It’s a short film, at around 70 minutes, and it raises a ton of issues- how and why soccer long struggled to catch on in America but finally has in recent years, how soccer fans fit into the wider culture of Philadelphia sports, the failed promise of a new stadium bringing economic development and opportunity to depressed suburb Chester- that it doesn’t have the time to address fully. But regardless, this is a winning and entertaining film, one that’s a must for anyone who cares about American soccer fandom or the Union. It’s out on DVD now.
Backstory: Long story short: Before experiencing a dramatic conversion 6 or 7 years ago, I hated soccer. Once, on my old blog, I mocked the Sons of Ben as “hooligans,” for which I was rightly smacked down in print by the since-deceased Philadelphia Weekly writer Steven Wells. A few years later Bell, the director, reached out to me about this exchange and even discussed interviewing me for the film, but that never come together for whatever reason.
– Drunk Stoned Brilliant Dead: The Story of the National Lampoon
Review: The world now cares enough about the history and craft of American comedy to sustain about 500 podcast episodes per week about that exact subject. This documentary, directed by Douglas Tirola, goes into the full story of one of the last century’s most important comedy touchstones, National Lampoon. It doubles as a study of the sad tale of Douglas Kenney, the late co-founder. And that poster? Best of the year.
The greatest takeaway from the doc is the sheer audacity of some of the stuff they used to get away with- unlike the flouters of the “PC Police” today, the Lampoon guys really did push the envelope, with the primary goal of being funny, as opposed to the primary goal of being assholes. The second-greatest takeaway- who knew P.J. O’Rourke was once funny? If you’re even a little bit of a comedy nerd, this is a must. Now in (some) theaters.

◆ PROVIDED MATERIAL:

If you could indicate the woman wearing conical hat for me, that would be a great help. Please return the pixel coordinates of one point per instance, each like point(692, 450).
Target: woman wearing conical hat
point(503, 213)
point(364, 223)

◆ GIVEN REQUEST 1: According to the film reviews, who directed the documentary about National Lampoon?
◆ GIVEN REQUEST 2: Write out the film reviews starting at the words "It’s a short" and ending after "on DVD now.", switching "film" to "movie" throughout that stretch.
Answer using only the film reviews.

◆ ANSWER 1: Douglas Tirola

◆ ANSWER 2:
It’s a short movie, at around 70 minutes, and it raises a ton of issues- how and why soccer long struggled to catch on in America but finally has in recent years, how soccer fans fit into the wider culture of Philadelphia sports, the failed promise of a new stadium bringing economic development and opportunity to depressed suburb Chester- that it doesn’t have the time to address fully. But regardless, this is a winning and entertaining movie, one that’s a must for anyone who cares about American soccer fandom or the Union. It’s out on DVD now.